EXERCISE:
Lay out every line of the items below as a Markdown table with two columns, Row and Line, numbering the rows in order and omitting any blank lines.

** begin WORKING DATA **

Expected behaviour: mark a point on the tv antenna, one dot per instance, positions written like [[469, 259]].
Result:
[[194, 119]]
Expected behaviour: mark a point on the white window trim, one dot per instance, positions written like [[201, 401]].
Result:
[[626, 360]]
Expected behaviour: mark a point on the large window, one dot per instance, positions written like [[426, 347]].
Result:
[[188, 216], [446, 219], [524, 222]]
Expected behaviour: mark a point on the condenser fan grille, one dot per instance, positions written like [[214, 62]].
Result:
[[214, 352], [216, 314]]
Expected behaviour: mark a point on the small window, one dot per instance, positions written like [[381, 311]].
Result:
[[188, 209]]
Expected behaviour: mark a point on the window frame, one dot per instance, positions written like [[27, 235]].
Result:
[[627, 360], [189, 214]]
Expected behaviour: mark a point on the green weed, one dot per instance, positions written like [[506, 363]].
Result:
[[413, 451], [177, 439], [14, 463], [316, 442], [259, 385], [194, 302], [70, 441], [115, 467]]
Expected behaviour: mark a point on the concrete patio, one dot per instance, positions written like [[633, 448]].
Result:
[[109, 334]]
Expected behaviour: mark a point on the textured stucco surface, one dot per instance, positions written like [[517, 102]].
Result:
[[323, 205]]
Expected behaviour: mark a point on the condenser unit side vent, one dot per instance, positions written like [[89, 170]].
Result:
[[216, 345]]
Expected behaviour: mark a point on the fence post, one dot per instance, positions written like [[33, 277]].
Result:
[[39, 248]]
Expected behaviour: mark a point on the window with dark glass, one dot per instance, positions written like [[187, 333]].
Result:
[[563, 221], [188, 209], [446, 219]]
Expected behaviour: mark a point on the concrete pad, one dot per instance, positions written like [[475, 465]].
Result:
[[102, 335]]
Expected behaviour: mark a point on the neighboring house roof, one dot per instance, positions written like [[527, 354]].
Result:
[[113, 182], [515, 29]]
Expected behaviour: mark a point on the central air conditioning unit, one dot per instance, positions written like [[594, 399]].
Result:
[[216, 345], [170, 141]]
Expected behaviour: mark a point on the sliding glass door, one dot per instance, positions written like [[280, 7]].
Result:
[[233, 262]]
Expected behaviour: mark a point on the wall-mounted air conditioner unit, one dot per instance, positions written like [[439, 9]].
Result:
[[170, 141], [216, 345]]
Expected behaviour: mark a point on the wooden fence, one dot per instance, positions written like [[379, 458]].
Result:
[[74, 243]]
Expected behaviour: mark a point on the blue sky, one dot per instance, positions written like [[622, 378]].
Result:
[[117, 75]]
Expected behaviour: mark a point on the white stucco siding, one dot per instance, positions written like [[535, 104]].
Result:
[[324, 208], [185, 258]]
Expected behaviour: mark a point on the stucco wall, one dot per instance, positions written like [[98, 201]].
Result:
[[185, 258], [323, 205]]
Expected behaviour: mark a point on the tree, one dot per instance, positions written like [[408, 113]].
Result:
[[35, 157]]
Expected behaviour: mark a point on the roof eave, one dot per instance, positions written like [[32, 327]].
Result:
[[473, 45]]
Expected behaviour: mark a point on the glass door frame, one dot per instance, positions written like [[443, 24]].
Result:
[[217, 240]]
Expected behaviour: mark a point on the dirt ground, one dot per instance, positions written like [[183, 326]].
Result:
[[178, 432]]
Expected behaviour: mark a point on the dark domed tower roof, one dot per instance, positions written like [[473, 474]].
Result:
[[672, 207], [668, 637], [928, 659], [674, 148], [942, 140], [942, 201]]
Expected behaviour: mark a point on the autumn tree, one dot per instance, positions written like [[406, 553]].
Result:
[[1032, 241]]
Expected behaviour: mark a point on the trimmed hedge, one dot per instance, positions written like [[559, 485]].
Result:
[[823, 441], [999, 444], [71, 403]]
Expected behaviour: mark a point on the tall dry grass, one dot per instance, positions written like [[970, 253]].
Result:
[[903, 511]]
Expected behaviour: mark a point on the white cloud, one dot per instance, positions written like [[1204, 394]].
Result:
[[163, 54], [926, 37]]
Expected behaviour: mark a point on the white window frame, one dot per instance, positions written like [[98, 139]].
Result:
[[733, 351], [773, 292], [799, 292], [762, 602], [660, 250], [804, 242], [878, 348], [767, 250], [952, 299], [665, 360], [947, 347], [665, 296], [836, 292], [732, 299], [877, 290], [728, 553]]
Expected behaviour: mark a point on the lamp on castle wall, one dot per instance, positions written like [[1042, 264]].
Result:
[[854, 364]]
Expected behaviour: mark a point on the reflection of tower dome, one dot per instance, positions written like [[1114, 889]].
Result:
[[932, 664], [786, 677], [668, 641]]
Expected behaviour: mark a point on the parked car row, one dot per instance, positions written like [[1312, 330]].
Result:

** end WORKING DATA **

SOLVED PROBLEM:
| Row | Line |
|---|---|
| 1 | Expected behaviour: mark a point on the tv antenna, one dot per instance, positions written like [[469, 259]]. |
| 2 | Result: |
| 3 | [[194, 119]] |
| 4 | Expected behaviour: mark a point on the white window trim, one dot per instance, positions written like [[201, 401]]. |
| 5 | Result: |
| 6 | [[626, 360]] |
| 7 | Expected behaviour: mark a point on the large window, one dot per instance, positions written like [[426, 347]]. |
| 8 | Result: |
| 9 | [[188, 216], [446, 219], [524, 222]] |
| 10 | Expected behaviour: mark a point on the condenser fan grille, one dot per instance, positions written like [[214, 62]]. |
| 11 | Result: |
| 12 | [[214, 352], [216, 314]] |
| 13 | Expected behaviour: mark a point on the small window, one dot per instance, positions written like [[381, 311]]. |
| 14 | Result: |
| 15 | [[188, 209]] |
| 16 | Expected behaviour: mark a point on the window frame, one dot per instance, positions written like [[27, 235]]. |
| 17 | Result: |
| 18 | [[627, 360], [189, 214]] |
| 19 | Expected behaviour: mark a point on the green weed, one dot per instance, positions written like [[506, 363]]. |
| 20 | Result: |
| 21 | [[413, 451], [177, 439], [14, 463], [316, 442], [259, 385], [194, 302], [70, 441], [115, 467]] |
| 22 | Expected behaviour: mark a point on the concrete patio, one dot per instance, positions written like [[633, 448]]. |
| 23 | Result: |
| 24 | [[109, 334]] |
| 25 | Expected behaviour: mark a point on the textured stucco surface, one dot per instance, positions written like [[517, 102]]. |
| 26 | Result: |
| 27 | [[323, 205]] |
| 28 | Expected behaviour: mark a point on the condenser unit side vent, one dot per instance, positions written like [[89, 170]]. |
| 29 | Result: |
| 30 | [[216, 345]] |
| 31 | Expected behaviour: mark a point on the fence post, one dot per instance, positions written like [[33, 277]]. |
| 32 | Result: |
| 33 | [[39, 248]] |
| 34 | Expected behaviour: mark a point on the window with dark glass, one dot per instance, positions written like [[187, 333]]. |
| 35 | Result: |
| 36 | [[563, 221], [188, 209], [446, 219]] |
| 37 | Expected behaviour: mark a point on the concrete pad, one dot per instance, positions written like [[475, 465]]. |
| 38 | Result: |
| 39 | [[102, 335]] |
| 40 | Expected behaviour: mark a point on the neighboring house roof, one dot per instance, positions written like [[527, 354]]. |
| 41 | Result: |
| 42 | [[113, 182], [515, 29]] |
| 43 | Expected behaviour: mark a point on the central air conditioning unit, one dot per instance, positions written like [[594, 399]]. |
| 44 | Result: |
| 45 | [[216, 345], [170, 141]] |
| 46 | Expected behaviour: mark a point on the sliding glass door, one dot per instance, positions written like [[280, 7]]. |
| 47 | Result: |
| 48 | [[233, 262]] |
| 49 | Expected behaviour: mark a point on the wall-mounted air conditioner unit, one dot per instance, positions written like [[439, 9]]. |
| 50 | Result: |
| 51 | [[170, 141], [216, 345]] |
| 52 | Expected behaviour: mark a point on the wooden fence, one dot per instance, positions written like [[379, 458]]. |
| 53 | Result: |
| 54 | [[74, 243]] |
| 55 | Expected behaviour: mark a point on the blue sky, one dot per instance, positions written like [[622, 378]]. |
| 56 | Result: |
| 57 | [[117, 75]] |
| 58 | Expected behaviour: mark a point on the white stucco siding, one dot per instance, positions written like [[535, 104]]. |
| 59 | Result: |
| 60 | [[324, 208], [185, 258]] |
| 61 | Expected behaviour: mark a point on the stucco wall, one dot per instance, positions written like [[98, 201]]. |
| 62 | Result: |
| 63 | [[185, 258], [323, 205]] |
| 64 | Expected behaviour: mark a point on the tree, one dot per instance, positions written like [[408, 113]]. |
| 65 | Result: |
| 66 | [[35, 157]] |
| 67 | Expected behaviour: mark a point on the roof eave, one dot per instance, positions written like [[32, 327]]. |
| 68 | Result: |
| 69 | [[473, 45]] |
| 70 | Expected behaviour: mark a point on the glass door frame, one dot per instance, positions written like [[443, 24]]. |
| 71 | Result: |
| 72 | [[217, 240]] |
| 73 | Expected behaviour: mark a point on the dirt ground, one dot per instance, positions written like [[183, 326]]. |
| 74 | Result: |
| 75 | [[178, 432]] |
| 76 | Expected behaviour: mark a point on the dark domed tower roof, one dot per instance, positions written like [[473, 474]]. |
| 77 | Result: |
| 78 | [[672, 207], [668, 637], [928, 659], [674, 148], [942, 140], [942, 201]] |
| 79 | Expected behaviour: mark a point on the autumn tree, one dot per instance, positions written like [[406, 553]]. |
| 80 | Result: |
| 81 | [[1032, 241]] |
| 82 | Expected behaviour: mark a point on the trimmed hedge, one dot per instance, positions written like [[559, 485]]. |
| 83 | Result: |
| 84 | [[823, 441], [999, 444], [71, 403]] |
| 85 | Expected behaviour: mark a point on the tall dry grass, one dot per instance, positions written like [[970, 253]]. |
| 86 | Result: |
| 87 | [[903, 511]] |
| 88 | Expected behaviour: mark a point on the white cloud, one dot per instance, positions written like [[1204, 394]]. |
| 89 | Result: |
| 90 | [[163, 54], [926, 37]] |
| 91 | Expected behaviour: mark a point on the white window frame, one dot per instance, positions written like [[98, 139]]. |
| 92 | Result: |
| 93 | [[733, 351], [773, 292], [799, 292], [762, 602], [660, 250], [804, 242], [878, 348], [767, 250], [952, 299], [665, 360], [947, 347], [665, 296], [836, 292], [732, 299], [877, 290], [728, 553]] |
| 94 | Expected behaviour: mark a point on the lamp on castle wall, one dot per instance, positions written like [[1042, 264]]. |
| 95 | Result: |
| 96 | [[854, 364]] |
| 97 | Expected behaviour: mark a point on the reflection of tower dome, one dot per instance, positions written like [[1114, 889]]. |
| 98 | Result: |
| 99 | [[932, 664], [786, 677], [668, 641]] |
| 100 | Expected behaviour: mark a point on the parked car row, one dot per instance, positions written like [[1312, 330]]. |
| 101 | Result: |